» **Extrait de page**:

^^^^

5. Et après cela néanmoins nous demeurons plus froids que la cendre et plus insensibles que les morts. Nous ne sommes point touchés en voyant le bienheureux Paul s’élever au-dessus du ciel et passer même le ciel du ciel, voler plus vite qu’une flamme, vaincre tous les obstacles qui se présentent à lui et se mettre au-dessus du ciel et de l’enfer, du présent et de l’avenir, de ce qui est et de ce qui n’est pas.

Si ce modèle est trop grand pour vous, c’est une marque de votre lâcheté. Qu’est-ce que saint Paul a eu de plus que vous, pour croire qu’il vous soit impossible de l’imiter ? Mais n’insistons pas sur ce point, laissons saint Paul à part et jetons la vue sur les premiers chrétiens ; argent, propriétés, soucis mondains, occupations séculières, ils rejetaient tous ces hommes, pour se donner à Dieu tout entiers et pour méditer jour et nuit ses enseignements.

^^^^

» **Items fournis**:
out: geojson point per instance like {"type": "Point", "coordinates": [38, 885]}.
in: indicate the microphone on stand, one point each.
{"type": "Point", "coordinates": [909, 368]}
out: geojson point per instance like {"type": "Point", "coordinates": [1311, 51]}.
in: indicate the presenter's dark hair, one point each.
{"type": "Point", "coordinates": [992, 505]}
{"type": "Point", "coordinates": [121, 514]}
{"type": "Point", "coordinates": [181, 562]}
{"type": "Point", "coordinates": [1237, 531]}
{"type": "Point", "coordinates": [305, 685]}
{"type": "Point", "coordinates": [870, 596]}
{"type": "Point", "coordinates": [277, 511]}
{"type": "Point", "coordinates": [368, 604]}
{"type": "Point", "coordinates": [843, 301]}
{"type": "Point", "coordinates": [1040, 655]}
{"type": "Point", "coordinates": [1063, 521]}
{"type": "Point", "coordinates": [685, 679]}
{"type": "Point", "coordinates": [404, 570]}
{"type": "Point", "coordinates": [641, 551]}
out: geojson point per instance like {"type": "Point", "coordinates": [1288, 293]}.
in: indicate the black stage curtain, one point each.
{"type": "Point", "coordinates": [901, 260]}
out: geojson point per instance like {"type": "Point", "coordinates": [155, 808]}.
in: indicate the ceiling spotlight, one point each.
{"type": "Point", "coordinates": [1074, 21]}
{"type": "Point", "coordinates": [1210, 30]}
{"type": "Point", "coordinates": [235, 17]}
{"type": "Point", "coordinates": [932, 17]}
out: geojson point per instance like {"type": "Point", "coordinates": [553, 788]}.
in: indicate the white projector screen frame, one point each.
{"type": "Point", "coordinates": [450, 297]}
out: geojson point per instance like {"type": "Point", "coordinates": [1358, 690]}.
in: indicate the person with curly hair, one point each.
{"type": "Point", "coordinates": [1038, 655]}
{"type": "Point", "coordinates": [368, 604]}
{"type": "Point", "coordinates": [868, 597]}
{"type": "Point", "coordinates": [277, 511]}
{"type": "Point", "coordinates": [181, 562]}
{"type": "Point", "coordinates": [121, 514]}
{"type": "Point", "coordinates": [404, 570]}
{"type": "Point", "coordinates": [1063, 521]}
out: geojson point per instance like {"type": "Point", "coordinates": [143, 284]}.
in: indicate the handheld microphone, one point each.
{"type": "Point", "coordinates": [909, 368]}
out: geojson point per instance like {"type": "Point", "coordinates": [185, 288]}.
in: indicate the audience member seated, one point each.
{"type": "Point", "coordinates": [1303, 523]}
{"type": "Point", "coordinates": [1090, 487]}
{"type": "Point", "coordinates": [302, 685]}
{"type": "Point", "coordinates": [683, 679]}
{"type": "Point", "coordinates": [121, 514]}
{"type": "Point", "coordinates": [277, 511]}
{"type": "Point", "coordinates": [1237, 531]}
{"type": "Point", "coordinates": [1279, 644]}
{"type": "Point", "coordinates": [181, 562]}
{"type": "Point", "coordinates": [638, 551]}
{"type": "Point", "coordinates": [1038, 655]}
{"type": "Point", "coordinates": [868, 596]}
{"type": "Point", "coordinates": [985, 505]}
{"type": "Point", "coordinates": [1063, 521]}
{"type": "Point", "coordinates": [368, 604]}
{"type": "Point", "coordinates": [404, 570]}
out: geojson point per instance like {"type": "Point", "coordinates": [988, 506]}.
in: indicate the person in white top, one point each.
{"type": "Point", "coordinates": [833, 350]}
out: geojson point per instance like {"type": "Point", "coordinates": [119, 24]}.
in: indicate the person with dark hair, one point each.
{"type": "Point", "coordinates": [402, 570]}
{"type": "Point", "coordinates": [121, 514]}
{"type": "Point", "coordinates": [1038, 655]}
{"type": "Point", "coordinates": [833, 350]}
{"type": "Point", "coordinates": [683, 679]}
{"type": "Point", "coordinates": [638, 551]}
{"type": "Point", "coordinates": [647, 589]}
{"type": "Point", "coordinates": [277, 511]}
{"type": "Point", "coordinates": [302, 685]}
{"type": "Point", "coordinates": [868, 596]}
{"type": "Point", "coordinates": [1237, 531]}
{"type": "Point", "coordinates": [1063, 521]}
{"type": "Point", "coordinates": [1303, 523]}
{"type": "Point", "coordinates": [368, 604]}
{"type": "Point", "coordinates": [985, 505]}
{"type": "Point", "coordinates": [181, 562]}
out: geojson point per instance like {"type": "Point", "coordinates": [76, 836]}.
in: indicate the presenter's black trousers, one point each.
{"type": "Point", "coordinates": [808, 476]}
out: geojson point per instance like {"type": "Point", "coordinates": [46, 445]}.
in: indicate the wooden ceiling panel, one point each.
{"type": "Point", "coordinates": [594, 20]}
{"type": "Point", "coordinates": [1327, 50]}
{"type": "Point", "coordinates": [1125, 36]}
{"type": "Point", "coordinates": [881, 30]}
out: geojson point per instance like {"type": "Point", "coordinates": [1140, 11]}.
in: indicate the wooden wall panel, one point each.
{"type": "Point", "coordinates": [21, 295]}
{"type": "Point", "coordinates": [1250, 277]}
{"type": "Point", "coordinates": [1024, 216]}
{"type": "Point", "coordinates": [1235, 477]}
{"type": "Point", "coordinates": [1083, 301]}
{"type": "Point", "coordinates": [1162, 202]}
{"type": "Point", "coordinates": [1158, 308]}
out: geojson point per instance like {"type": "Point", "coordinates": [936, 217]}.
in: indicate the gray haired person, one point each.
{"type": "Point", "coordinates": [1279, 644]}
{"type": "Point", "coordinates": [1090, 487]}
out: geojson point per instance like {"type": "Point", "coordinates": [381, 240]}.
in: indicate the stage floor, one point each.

^^^^

» **Défi 1**: Recopiez le passage de l'extrait sur saint Paul qui s'ouvre sur les mots contenant « Si ce modèle » et se ferme sur « nuit ses enseignements. ».
» **Défi 2**: Rédigez la suite de l'extrait sur saint Paul, en reprenant après sa dernière phrase.
Les items ne jouent ici aucun rôle.

» **Réponse attendue 1**:
Si ce modèle est trop grand pour vous, c’est une marque de votre lâcheté. Qu’est-ce que saint Paul a eu de plus que vous, pour croire qu’il vous soit impossible de l’imiter ? Mais n’insistons pas sur ce point, laissons saint Paul à part et jetons la vue sur les premiers chrétiens ; argent, propriétés, soucis mondains, occupations séculières, ils rejetaient tous ces hommes, pour se donner à Dieu tout entiers et pour méditer jour et nuit ses enseignements.

» **Réponse attendue 2**:
Car tel est le feu du Saint-Esprit il ne souffre point que le cœur qu’il enflamme désire aucune des choses de ce monde, mais il nous, porte à un autre amour. C’est pourquoi celui qui suivait d’abord ses passions et ses désirs, deviendra prêt tout d’un coup à donner tout ce qu’il possède, à mépriser la gloire, à quitter les délices et même à exposer sa vie, s’il est nécessaire, et il fera tout cela avec une facilité merveilleuse, parce que lorsque l’ardeur de ce feu est entrée dans l’âme de quelqu’un, elle en chasse toute froideur et toute lâcheté. Elle la rend plus légère que n’est un oiseau et lui donne un mépris général de toutes les choses présentes.

Cette personne commence aussitôt à ressentir sans relâche les mouvements du repentir et de la componction. Elle pleure sans cesse avec abondance et trouve mille plaisirs et mille délices dans ses larmes. Et certes il n’y a rien qui nous attache plus fortement à Dieu que ces larmes. Celui qui est en cet état a beau demeurer dans une ville, il ne laisse pas d’y vivre comme s’il était retiré dans un désert, sur une montagne ou dans le creux d’un rocher. Il ne regarde plus rien des choses présentes et il ne se lasse point de gémir et de pleurer, soit qu’il pleure ses propres péchés, soit qu’il pleure ceux des autres. C’est pourquoi Jésus-Christ déclare que ceux-là sont bienheureux : « Heureux », dit-il, « ceux qui pleurent ! » (Mat 5,5 ; Phi 4,4)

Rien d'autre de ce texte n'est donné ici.